Consignes -
1. Traduisez en anglais la phrase suivante, tirée du discours sur le jugement de la Cour supérieure : « Alors, ce n'est pas moi qui le dis là, Mme la Présidente, c'est la Cour supérieure. »
2. Dans le discours sur le jugement de la Cour supérieure, de quel droit le gouvernement a-t-il privé les demandeurs selon le paragraphe 72 cité ?
3. Reprenez le discours sur le jugement de la Cour supérieure à partir de l'endroit où il s'arrête.

Extrait de page -
◇ ◇ ◇

Alors, grande surprise, ils se tournent vers la Cour supérieure, les opposants se tournent vers la Cour supérieure et la Cour supérieure dit quoi? Bien, elle dit, M. le ministre, au gouvernement, bon: Vous avez certains pouvoirs d'agir, mais encore faut-il que vous respectiez la procédure qui est dictée par la loi. Ah! Et c'est là que le bât blesse. C'est là que le bât blesse. Qu'est-ce que dit la Cour supérieure? Et je vais vous la citer, Mme la Présidente, ça vaut la peine. Alors, la Cour supérieure nous dit, au paragraphe 72: «En décidant de se substituer à la commission sans respect pour les procédures prévues [par] la loi -- alors, "en décidant de se substituer", on fait référence au gouvernement, alors, le gouvernement, en se substituant à la commission sans respect pour les procédures prévues dans la loi, et là je cite -- le gouvernement [du Québec] a privé les demandeurs du droit d'être entendu -- "droit d'être entendu", audi alteram partem -- et de contester les décisions qui les dépossèdent de leurs terres.»

Bon. Alors, ce n'est pas moi qui le dis là, Mme la Présidente, c'est la Cour supérieure. Le gouvernement du Québec, pas content de la décision, le gouvernement du Québec perd en Cour supérieure, perdu aussi, avant, au Tribunal administratif du Québec, perd en Cour supérieure. Alors, qu'est-ce que le gouvernement du Québec fait? Il dit: Oui, là, ça va vraiment mal au niveau judiciaire. Bon, il dit: Je vais gagner, on va aller en Cour d'appel, alors je demande qu'on fasse appel de ce jugement de la Cour supérieure, et là émet un communiqué, mon collègue l'a relu, le communiqué émis par le gouvernement du Québec, dans lequel on dit que l'appel qui est porté par le gouvernement du Québec de la décision de la Cour supérieure qui donne tort au gouvernement, bien que cet appel-là ne met pas... et je cite: «L'appel du jugement ne met pas en péril l'échéancier prévu pour la réalisation du projet.»

Alors, là, on porte appel, on est... Dans le fond, le message qu'on entend, c'est que le gouvernement est d'accord pour suivre la procédure judiciaire en cours. Là, changement, revirement, changement de situation, M. le Président. Le gouvernement... Finalement, je ne sais pas ce qui s'est passé. Il y a peut-être un conseiller politique qui a dit: M. le ministre, vous savez, si on va en appel, ça ne sera peut-être pas aussi simple que vous le pensez. Ou ça se pourrait-u qu'il y ait quelqu'un qui ait dit aussi: Les chances qu'on gagne en appel sont plutôt faibles parce que le gouvernement du Québec n'a pas respecté la procédure en cours?

◇ ◇ ◇

Matériel -
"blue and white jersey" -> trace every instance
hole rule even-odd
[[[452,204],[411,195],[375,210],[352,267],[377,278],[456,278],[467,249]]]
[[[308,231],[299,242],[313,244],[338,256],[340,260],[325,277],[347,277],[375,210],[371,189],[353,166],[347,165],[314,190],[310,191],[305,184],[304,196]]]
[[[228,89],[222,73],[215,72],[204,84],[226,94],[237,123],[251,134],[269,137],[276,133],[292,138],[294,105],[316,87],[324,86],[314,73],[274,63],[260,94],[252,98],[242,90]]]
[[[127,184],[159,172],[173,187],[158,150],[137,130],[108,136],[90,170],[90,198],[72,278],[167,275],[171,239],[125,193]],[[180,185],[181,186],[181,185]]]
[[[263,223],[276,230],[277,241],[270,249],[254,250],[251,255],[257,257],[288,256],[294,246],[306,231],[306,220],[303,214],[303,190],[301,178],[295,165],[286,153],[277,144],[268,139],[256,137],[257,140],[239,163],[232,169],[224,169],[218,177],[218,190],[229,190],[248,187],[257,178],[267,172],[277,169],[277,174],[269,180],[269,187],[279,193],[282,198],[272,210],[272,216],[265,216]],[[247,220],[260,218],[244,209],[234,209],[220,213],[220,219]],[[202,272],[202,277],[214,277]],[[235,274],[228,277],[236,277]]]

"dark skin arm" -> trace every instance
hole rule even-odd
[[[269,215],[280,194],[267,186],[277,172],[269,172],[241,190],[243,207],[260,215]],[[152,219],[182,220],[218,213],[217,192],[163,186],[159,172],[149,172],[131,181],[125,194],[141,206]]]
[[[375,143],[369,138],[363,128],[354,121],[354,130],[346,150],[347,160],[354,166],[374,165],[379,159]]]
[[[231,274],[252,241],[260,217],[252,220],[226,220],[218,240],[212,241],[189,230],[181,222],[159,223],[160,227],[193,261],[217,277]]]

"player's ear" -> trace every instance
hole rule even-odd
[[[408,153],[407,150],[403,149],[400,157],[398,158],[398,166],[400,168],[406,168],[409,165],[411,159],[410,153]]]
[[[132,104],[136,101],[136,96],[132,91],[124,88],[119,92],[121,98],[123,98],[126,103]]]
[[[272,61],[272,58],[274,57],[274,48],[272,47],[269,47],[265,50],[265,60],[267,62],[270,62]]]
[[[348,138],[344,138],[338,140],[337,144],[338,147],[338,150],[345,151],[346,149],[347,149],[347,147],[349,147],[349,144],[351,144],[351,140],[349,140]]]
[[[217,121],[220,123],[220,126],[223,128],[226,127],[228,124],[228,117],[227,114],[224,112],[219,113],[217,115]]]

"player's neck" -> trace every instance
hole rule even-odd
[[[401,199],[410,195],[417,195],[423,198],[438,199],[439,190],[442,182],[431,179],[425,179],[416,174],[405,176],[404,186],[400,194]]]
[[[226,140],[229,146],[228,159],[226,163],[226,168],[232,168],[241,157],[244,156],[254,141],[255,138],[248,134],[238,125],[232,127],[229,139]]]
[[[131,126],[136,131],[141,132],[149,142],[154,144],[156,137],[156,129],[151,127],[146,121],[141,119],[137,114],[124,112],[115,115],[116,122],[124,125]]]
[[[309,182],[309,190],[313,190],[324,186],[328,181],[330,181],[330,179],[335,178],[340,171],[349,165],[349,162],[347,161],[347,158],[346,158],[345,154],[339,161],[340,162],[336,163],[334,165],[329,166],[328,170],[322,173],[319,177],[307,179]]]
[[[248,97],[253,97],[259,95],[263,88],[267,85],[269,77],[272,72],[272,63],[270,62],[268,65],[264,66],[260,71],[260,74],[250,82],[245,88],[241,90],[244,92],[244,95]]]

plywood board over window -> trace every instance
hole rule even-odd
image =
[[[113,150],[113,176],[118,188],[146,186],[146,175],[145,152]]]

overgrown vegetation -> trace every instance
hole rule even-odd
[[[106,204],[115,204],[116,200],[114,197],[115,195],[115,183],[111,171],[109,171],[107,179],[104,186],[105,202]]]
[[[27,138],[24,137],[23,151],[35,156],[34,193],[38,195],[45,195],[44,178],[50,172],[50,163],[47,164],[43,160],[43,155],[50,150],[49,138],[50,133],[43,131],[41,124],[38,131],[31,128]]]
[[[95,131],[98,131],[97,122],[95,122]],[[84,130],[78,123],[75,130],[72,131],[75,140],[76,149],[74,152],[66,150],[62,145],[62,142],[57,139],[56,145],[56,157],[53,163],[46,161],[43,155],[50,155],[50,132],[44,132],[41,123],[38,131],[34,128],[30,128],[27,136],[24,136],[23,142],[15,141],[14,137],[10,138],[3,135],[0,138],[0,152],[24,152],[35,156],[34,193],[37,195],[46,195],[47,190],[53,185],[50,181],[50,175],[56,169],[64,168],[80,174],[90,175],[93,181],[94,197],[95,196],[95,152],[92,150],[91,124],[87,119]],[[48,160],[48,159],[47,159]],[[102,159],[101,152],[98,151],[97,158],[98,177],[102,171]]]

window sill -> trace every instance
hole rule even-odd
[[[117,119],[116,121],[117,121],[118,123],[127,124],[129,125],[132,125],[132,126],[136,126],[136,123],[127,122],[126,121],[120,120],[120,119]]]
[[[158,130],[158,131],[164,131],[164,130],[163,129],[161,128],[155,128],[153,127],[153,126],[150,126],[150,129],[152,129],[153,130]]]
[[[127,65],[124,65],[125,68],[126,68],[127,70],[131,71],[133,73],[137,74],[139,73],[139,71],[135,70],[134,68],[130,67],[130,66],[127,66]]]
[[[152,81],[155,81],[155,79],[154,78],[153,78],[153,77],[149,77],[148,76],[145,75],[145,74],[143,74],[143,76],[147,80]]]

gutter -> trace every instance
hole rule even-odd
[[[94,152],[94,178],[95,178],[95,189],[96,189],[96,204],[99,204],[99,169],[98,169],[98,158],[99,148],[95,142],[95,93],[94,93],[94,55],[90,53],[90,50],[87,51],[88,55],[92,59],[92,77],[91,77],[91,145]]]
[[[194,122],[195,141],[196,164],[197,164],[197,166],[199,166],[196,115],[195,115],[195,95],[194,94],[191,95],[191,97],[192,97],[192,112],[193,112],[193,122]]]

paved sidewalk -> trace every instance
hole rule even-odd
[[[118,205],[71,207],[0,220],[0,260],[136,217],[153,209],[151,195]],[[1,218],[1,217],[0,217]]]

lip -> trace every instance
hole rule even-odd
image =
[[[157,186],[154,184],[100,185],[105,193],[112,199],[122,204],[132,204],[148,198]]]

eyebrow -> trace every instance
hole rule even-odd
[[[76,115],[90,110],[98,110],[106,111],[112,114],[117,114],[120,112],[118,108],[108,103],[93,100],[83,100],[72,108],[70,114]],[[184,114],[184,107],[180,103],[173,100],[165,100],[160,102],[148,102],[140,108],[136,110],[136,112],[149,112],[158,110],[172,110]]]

◇ ◇ ◇

Réponses -
1. So it's not me saying it, Madam Speaker, it's the Superior Court.

2. Du droit d'être entendu et de contester les décisions qui les dépossèdent de leurs terres.

3.
Alors, voyant ça, Mme la Présidente, le ministre est coincé, perd en Cour supérieure, demande un appel à la Cour d'appel et là réalise que ses chances de succès sont plutôt faibles. Alors, là, il se tourne vers nous, les membres de l'Assemblée nationale, et nous dit: Let's go, allons de l'avant, adoptons à l'unanimité une loi rétroactive qui va venir quoi? Qui va venir suspendre les procédures judiciaires en cours. On nous demande, là, sans trop se soucier des procédures judiciaires en cours, en n'ayant aucun respect pour l'indépendance judiciaire, en n'ayant aucun respect non plus pour l'indépendance de l'exécutif... on demande au législatif de mettre fin à des procédures qui sont en appel, auxquelles le gouvernement lui-même a porté appel devant la Cour d'appel du Québec.

Bon, écoutez, on peut virer ça de tous bords tous côtés, là. Moi, Mme la Présidente, une des premières choses que j'ai apprises en droit, ça s'appelle l'indépendance du pouvoir législatif, l'indépendance du pouvoir judiciaire puis l'indépendance de l'exécutif. Bon, on pourrait discourir longtemps sur l'indépendance de l'exécutif puis du législatif, c'est de moins en moins vrai, malheureusement. Mais ce qu'il reste, ce qui est encore vrai ou, du moins, l'est de façon générale et, exceptionnellement, avec la loi que le ministre essaie de nous imposer, c'est que, dans le fond, on vient suspendre... le législatif vient suspendre le processus judiciaire. Pourquoi, Mme la Présidente, c'est si... Pourquoi c'est si important de protéger ce principe-là? Pourquoi que, pour nous, les parlementaires, on fait une opposition aussi importante, alors qu'on est pour l'autoroute? Il faut le dire, on est pour l'autoroute. Mais comment se fait-il qu'on manifeste une opposition aussi importante malgré le fait que, sur le fond, on est d'accord, puis on souhaite d'ailleurs la construction le plus rapidement possible? Bien, la raison, Mme la Présidente, c'est parce que c'est un principe de base.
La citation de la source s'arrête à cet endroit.